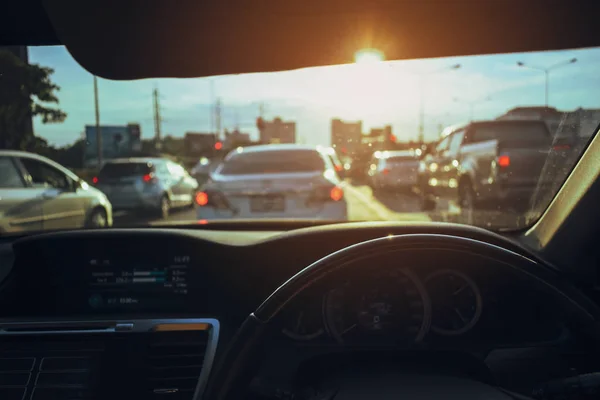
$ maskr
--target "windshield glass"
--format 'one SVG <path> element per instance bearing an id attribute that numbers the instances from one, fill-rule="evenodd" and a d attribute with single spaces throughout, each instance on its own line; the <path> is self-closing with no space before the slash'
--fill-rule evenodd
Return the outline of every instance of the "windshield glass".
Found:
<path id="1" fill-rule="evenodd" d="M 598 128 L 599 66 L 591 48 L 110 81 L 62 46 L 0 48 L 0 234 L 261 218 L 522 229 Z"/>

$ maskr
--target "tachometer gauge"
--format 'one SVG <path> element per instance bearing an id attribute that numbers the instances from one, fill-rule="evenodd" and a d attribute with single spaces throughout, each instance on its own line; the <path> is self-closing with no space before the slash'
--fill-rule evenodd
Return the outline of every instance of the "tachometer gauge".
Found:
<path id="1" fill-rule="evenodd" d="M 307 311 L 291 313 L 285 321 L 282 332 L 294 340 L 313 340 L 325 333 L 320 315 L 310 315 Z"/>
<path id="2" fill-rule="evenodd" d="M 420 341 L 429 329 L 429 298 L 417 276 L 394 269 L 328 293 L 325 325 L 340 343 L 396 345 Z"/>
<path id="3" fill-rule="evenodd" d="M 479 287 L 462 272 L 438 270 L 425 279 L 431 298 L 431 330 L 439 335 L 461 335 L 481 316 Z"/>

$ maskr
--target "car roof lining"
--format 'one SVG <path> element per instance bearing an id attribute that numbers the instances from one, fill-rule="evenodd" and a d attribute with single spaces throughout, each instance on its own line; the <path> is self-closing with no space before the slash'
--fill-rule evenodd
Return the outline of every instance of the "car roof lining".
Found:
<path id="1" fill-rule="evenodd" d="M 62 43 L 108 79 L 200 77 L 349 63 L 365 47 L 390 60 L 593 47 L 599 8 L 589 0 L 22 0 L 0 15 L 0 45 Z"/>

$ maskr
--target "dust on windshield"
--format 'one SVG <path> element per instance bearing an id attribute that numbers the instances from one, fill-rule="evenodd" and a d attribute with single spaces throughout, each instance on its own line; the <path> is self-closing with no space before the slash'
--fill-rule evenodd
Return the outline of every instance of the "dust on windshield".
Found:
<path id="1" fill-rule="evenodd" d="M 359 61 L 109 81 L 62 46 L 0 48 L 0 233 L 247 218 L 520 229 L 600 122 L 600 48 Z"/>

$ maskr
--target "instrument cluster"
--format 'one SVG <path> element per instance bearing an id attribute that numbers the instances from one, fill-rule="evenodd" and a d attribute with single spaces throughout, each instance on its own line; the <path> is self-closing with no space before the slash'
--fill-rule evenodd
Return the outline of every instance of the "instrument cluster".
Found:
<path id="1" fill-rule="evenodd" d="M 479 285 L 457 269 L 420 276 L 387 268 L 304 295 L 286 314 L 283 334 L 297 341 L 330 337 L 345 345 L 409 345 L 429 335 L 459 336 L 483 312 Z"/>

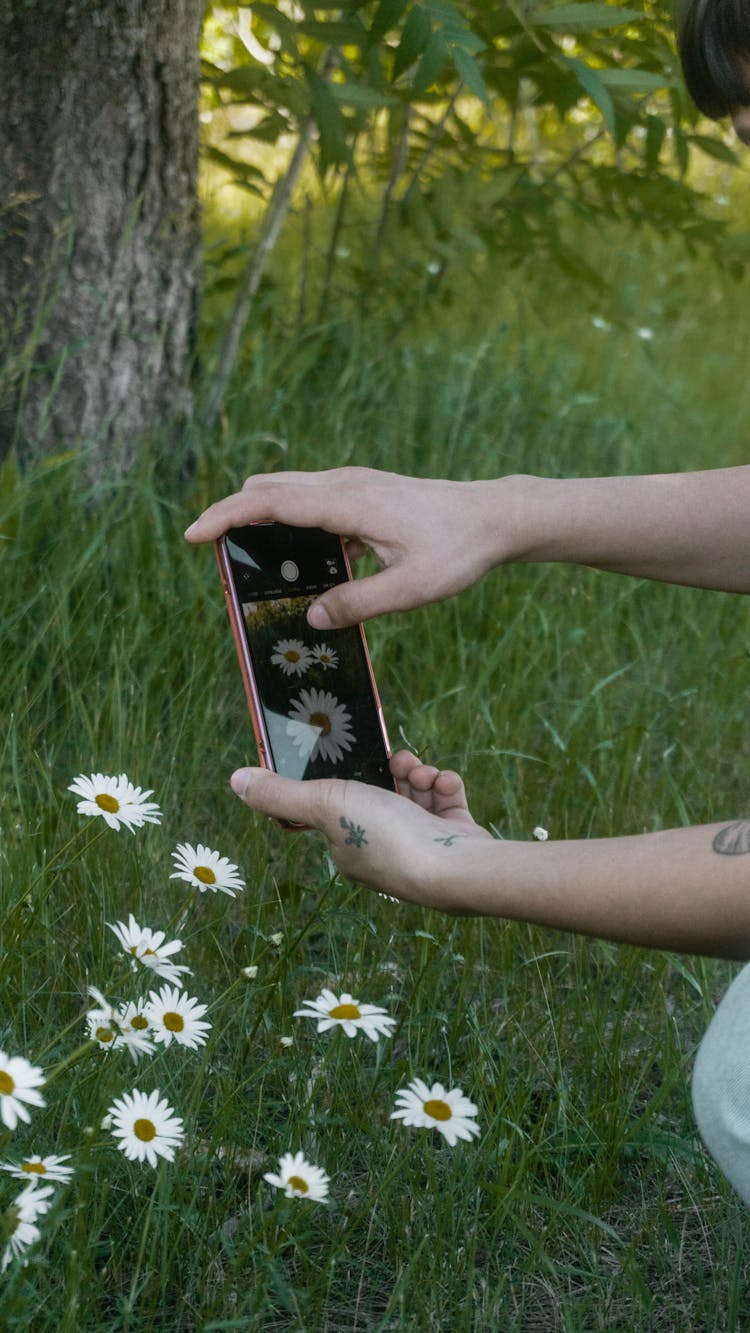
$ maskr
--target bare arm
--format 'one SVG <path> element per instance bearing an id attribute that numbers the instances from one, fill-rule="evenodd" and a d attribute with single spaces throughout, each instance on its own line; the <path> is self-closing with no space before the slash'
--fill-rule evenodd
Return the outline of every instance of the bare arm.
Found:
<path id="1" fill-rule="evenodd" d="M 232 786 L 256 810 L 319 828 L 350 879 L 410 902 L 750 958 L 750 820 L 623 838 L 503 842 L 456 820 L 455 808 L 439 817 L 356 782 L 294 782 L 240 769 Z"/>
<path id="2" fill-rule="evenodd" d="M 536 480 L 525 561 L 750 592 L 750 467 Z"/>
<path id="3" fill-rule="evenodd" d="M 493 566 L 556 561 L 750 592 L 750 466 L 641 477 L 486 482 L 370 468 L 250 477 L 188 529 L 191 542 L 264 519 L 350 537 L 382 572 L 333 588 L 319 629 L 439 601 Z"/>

#### Task prompt:
All lines from the one containing "Return the outline of every instance of the bare" through the final line of the records above are to be set down exactly, and no other line is to appear.

#### Task result:
Return the outline of every instance of the bare arm.
Found:
<path id="1" fill-rule="evenodd" d="M 232 786 L 256 810 L 319 828 L 350 879 L 410 902 L 750 958 L 750 820 L 623 838 L 503 842 L 456 820 L 455 808 L 439 817 L 356 782 L 294 782 L 240 769 Z"/>
<path id="2" fill-rule="evenodd" d="M 536 480 L 525 561 L 750 592 L 750 467 Z"/>
<path id="3" fill-rule="evenodd" d="M 493 566 L 556 561 L 750 592 L 750 466 L 641 477 L 486 482 L 370 468 L 250 477 L 188 529 L 191 542 L 264 519 L 350 537 L 382 572 L 333 588 L 319 629 L 439 601 Z"/>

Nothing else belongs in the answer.